* What is needed: When you reach the line containing "In the picture above, where can the building" in the entries below, start writing out each line exactly, and stop after the line containing "In the picture above, where can the grey".

* Given data:
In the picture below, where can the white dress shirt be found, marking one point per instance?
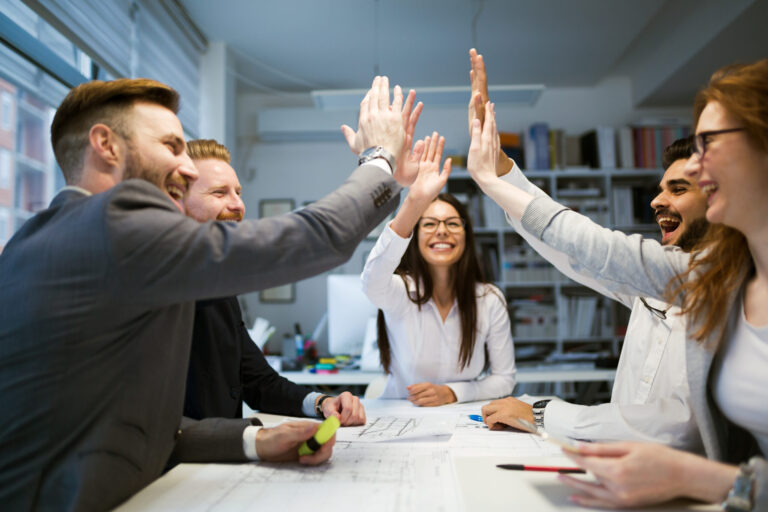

...

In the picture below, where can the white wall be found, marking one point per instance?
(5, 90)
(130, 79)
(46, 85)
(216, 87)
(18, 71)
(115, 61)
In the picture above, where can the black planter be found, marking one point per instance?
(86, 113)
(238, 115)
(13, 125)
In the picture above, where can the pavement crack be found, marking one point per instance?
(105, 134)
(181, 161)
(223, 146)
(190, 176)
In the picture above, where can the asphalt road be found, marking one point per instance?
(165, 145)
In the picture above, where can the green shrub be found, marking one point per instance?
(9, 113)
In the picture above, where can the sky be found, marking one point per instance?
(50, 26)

...

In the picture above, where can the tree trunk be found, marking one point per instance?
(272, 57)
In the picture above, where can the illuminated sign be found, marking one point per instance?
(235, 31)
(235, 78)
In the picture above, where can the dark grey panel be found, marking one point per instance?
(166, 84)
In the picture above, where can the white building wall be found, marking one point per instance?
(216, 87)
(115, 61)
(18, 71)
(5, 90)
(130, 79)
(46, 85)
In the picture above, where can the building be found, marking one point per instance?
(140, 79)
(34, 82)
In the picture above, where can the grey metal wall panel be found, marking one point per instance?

* Answer space:
In the picture above, where can the building be found, marking one point per instance?
(140, 79)
(34, 82)
In the picture above, where can the grey metal wall panel be found, marking one point per instance?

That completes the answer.